Challenge – Please copy all of the lines below, requests included, and multiply every coordinate in the answers by 2.25, rounding each result to a whole number with halves going up.

★ ★ ★ ★ ★

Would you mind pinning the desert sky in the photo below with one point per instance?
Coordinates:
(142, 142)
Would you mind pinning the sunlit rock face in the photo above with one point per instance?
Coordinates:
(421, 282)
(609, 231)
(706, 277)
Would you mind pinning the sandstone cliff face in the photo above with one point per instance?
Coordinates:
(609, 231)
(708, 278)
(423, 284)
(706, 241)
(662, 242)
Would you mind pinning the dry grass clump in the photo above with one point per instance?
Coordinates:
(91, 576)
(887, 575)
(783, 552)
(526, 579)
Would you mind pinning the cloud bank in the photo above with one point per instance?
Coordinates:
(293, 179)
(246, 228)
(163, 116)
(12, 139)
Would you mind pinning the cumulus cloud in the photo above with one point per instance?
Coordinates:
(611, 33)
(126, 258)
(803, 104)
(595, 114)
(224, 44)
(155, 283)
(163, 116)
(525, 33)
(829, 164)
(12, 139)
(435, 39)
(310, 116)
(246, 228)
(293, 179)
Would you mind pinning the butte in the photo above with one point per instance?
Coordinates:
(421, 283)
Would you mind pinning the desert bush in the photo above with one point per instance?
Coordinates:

★ ★ ★ ★ ★

Task answer –
Would you mind pinning the desert sky in the photo below with one point per instance?
Coordinates:
(320, 320)
Would you mind pinning the sunlit rock face in the photo above with one point per instance?
Coordinates:
(947, 635)
(1370, 520)
(1589, 623)
Would you mind pinning the sandstone cliff face in the photo above with one point per instance?
Coordinates:
(1370, 520)
(1593, 626)
(952, 639)
(1589, 542)
(1490, 545)
Would you mind pinning the dry grass clump in the photo above with one point per instance?
Coordinates:
(205, 1296)
(1996, 1294)
(1762, 1242)
(1184, 1303)
Would you mind pinning the cloud bank in the photo above with one point per instance?
Coordinates:
(659, 403)
(554, 513)
(367, 261)
(27, 313)
Would you mind pinning the cumulus cloud in the photo above with one point per instance?
Coordinates:
(1375, 74)
(284, 581)
(1807, 234)
(1339, 257)
(504, 99)
(349, 637)
(367, 261)
(1181, 74)
(1865, 369)
(27, 313)
(979, 88)
(698, 261)
(554, 513)
(659, 403)
Would you mind pinning the butte in the photo above with one point per instance?
Coordinates:
(947, 637)
Would you mind pinning the desert bush in the photo above with one point per instance?
Coordinates:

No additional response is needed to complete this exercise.